Work order
Copy out each line containing "wall" from the entries below.

Listed entries
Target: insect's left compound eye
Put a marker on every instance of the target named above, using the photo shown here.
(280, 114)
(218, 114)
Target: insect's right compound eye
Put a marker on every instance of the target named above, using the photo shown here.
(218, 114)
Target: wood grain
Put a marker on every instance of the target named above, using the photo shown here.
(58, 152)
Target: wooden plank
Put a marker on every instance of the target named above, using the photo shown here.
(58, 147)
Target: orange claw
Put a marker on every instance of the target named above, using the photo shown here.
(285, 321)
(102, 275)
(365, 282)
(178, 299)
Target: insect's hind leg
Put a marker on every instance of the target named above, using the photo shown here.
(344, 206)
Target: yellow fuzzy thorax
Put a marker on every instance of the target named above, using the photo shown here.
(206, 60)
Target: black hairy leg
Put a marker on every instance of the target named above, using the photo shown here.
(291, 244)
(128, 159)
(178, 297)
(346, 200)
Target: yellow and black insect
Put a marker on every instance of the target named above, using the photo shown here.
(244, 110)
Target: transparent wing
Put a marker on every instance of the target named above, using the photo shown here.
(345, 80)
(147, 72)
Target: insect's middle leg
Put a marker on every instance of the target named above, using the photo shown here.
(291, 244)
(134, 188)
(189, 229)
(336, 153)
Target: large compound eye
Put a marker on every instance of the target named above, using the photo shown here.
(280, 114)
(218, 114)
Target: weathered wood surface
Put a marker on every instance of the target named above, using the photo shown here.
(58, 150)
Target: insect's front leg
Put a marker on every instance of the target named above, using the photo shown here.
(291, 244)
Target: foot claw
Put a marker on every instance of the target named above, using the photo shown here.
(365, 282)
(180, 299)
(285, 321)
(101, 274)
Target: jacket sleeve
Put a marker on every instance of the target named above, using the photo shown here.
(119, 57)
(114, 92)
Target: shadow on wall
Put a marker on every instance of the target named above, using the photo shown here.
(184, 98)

...

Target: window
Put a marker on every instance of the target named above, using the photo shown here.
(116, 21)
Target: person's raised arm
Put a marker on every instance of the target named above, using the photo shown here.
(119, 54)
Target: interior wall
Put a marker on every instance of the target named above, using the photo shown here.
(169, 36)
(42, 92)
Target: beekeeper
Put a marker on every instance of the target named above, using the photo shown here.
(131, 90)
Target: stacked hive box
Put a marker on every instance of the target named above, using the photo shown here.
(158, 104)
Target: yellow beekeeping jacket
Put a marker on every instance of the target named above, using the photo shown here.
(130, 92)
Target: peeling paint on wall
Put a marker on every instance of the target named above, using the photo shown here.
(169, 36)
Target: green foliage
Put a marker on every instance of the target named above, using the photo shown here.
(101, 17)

Exercise output
Target: shadow on wall
Target: interior wall
Target: peeling paint on wall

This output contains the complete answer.